_YOUR INSTRUCTIONS_
From the line that includes "Where can the doorway" to the last line of the records that follow, copy every line exactly and nothing more, omitting pictures.

-- -- --

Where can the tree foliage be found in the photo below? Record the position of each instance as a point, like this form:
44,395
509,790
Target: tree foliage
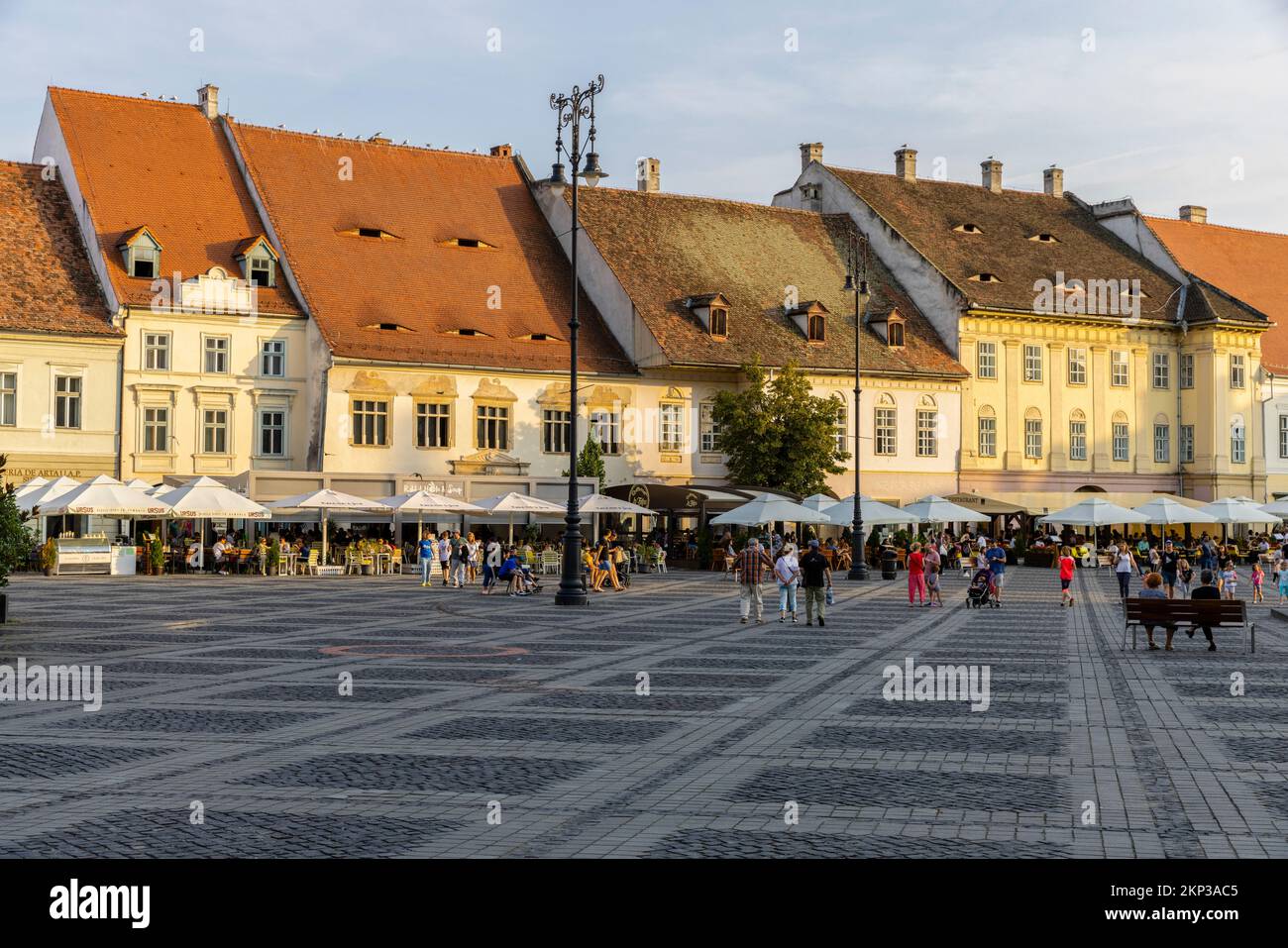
777,433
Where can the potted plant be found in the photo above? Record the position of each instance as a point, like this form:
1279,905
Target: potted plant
50,557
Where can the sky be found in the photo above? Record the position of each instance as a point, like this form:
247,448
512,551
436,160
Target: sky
1166,102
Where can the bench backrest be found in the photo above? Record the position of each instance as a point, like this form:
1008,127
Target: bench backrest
1202,612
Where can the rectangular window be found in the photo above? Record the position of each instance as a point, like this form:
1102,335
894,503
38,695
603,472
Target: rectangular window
1162,369
709,434
214,430
885,432
555,430
217,355
606,427
271,359
271,433
492,427
156,429
1077,366
1119,369
370,423
1033,438
671,424
1162,443
67,391
8,398
988,437
433,424
986,365
1121,442
1031,364
1077,441
156,352
927,438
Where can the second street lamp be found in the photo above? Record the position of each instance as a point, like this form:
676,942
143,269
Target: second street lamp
570,110
855,282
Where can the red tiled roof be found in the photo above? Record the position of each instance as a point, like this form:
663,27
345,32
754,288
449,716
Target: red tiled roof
425,198
668,248
165,166
1248,264
47,283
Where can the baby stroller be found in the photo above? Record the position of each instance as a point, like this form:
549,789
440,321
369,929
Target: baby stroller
982,591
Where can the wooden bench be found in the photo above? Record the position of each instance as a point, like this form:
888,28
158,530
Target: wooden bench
1189,613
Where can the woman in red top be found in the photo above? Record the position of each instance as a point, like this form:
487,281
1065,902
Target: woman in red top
1067,565
915,575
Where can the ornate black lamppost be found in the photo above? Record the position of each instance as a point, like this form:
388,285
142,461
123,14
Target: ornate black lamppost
571,110
857,282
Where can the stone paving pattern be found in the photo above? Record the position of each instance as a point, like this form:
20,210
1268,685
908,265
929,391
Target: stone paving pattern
226,690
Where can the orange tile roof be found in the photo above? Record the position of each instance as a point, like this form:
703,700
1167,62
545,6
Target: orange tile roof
415,279
165,166
1248,264
668,248
47,283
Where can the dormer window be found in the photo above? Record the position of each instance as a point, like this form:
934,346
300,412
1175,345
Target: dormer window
142,253
258,261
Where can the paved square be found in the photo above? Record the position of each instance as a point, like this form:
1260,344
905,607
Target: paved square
509,727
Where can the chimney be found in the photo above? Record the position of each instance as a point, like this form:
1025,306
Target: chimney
1052,181
648,175
207,101
811,151
992,175
906,163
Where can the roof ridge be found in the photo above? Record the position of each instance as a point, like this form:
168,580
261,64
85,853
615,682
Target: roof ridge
1224,227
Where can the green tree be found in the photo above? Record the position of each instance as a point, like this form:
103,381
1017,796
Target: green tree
16,540
778,433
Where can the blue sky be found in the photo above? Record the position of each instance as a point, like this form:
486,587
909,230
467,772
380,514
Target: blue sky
1176,103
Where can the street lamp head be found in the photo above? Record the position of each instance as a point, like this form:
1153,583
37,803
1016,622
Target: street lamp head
592,172
557,181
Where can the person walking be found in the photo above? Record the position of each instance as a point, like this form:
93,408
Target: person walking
752,563
787,572
915,576
1067,565
816,579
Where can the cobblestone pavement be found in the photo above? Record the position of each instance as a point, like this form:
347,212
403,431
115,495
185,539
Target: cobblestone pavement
226,691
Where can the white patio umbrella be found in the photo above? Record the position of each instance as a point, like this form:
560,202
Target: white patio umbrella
325,501
938,510
515,502
599,504
1094,511
767,509
426,502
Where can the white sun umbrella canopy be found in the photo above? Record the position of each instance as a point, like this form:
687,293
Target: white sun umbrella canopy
767,509
938,510
1166,511
515,502
1094,511
325,501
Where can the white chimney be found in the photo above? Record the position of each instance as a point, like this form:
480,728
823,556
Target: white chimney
810,153
906,163
648,175
207,101
1052,181
992,175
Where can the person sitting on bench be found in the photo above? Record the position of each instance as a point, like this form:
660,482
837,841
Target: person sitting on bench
1207,590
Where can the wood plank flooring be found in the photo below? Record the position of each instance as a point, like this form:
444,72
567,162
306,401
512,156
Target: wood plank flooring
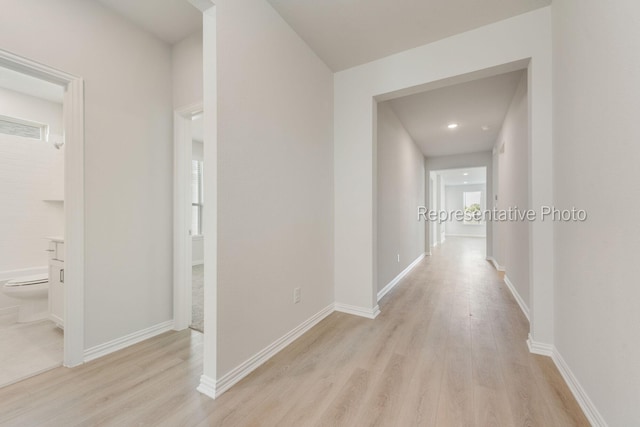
448,349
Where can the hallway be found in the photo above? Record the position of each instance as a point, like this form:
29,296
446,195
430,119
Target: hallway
448,349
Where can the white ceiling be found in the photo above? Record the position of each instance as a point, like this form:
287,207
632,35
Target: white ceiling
458,177
346,33
169,20
471,105
32,86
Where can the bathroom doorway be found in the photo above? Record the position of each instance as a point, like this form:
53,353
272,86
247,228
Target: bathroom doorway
189,206
41,270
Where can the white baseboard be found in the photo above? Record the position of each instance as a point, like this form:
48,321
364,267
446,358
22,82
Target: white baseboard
543,349
495,264
516,295
216,388
207,386
369,313
589,409
11,274
580,394
399,277
126,341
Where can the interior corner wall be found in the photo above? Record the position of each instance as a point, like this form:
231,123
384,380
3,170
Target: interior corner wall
512,155
400,190
454,199
596,154
522,38
128,154
275,180
187,71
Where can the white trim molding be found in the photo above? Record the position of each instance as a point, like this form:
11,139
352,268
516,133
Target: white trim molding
392,284
126,341
542,349
517,297
579,393
481,236
497,266
589,409
369,313
207,386
228,380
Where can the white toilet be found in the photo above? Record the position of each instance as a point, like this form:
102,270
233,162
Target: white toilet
33,293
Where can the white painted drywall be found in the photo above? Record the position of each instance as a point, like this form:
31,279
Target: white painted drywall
128,154
197,242
400,190
454,202
524,37
186,65
30,172
275,180
596,134
462,161
512,156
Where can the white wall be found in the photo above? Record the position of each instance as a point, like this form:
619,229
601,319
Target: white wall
454,202
275,186
478,53
186,61
400,190
30,172
128,154
512,237
462,161
596,134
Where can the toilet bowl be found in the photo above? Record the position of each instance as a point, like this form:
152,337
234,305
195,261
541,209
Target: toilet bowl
32,292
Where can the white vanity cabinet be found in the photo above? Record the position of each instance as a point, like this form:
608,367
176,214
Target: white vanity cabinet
56,281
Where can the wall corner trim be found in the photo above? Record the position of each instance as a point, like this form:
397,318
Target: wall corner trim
579,393
369,313
518,298
207,386
217,388
589,409
392,284
542,349
126,341
497,266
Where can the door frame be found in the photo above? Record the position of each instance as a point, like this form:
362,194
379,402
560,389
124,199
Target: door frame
74,205
182,239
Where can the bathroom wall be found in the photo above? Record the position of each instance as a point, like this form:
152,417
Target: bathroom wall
31,172
128,155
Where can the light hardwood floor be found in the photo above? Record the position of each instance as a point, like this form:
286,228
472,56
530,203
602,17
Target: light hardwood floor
27,349
448,350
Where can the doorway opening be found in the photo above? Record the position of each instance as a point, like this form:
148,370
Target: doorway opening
460,198
42,275
189,208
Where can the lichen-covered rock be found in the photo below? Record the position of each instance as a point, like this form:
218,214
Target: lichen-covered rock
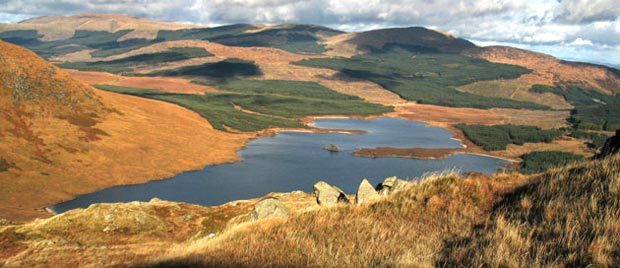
612,146
268,208
365,192
390,185
327,195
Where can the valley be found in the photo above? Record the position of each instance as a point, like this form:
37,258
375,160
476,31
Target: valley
132,142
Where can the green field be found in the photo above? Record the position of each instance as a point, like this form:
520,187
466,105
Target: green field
593,110
493,138
422,75
281,87
225,69
594,140
537,162
82,39
272,108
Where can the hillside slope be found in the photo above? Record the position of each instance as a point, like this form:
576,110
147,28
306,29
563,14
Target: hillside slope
564,217
548,70
62,27
61,137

-- -- --

_WRITTEN RESPONSE_
Where can the doorway opening be found in the photo above? Record the position of each instance as a point, like this form:
148,370
Target: doorway opening
460,198
42,275
189,208
Where can the lichen-covered rock be found in the photo below? Record the position of each instance as a point, like this form:
218,214
Target: lichen-covered rock
612,146
268,208
365,192
390,185
327,195
Where can the valley be found in the photo above? Record the position of each instance as a point, like this form:
37,258
375,160
476,31
Target: valley
132,142
Where can the green field be found in the photo above? Record the position of each instance as a point, like this form:
520,187
466,105
Target: green field
593,110
493,138
422,75
281,87
225,69
594,140
537,162
82,39
272,108
Where can the hillside slope be found in the photo above? Record the position of each instance as a point, like this form:
576,110
147,28
306,29
563,14
Target: hillside slope
564,217
548,70
62,27
61,137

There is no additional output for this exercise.